* **Task goal**: Write out all entries word for word.

====

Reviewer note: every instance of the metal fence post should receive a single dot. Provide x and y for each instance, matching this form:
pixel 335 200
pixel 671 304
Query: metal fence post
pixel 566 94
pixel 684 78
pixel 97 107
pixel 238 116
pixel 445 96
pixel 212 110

====

* **Solution to the problem**:
Reviewer note: every instance of the metal fence post should receive a single dot. Provide x and y for each instance, matching this form:
pixel 335 200
pixel 671 304
Query: metal fence post
pixel 566 94
pixel 684 78
pixel 97 107
pixel 238 116
pixel 445 96
pixel 212 110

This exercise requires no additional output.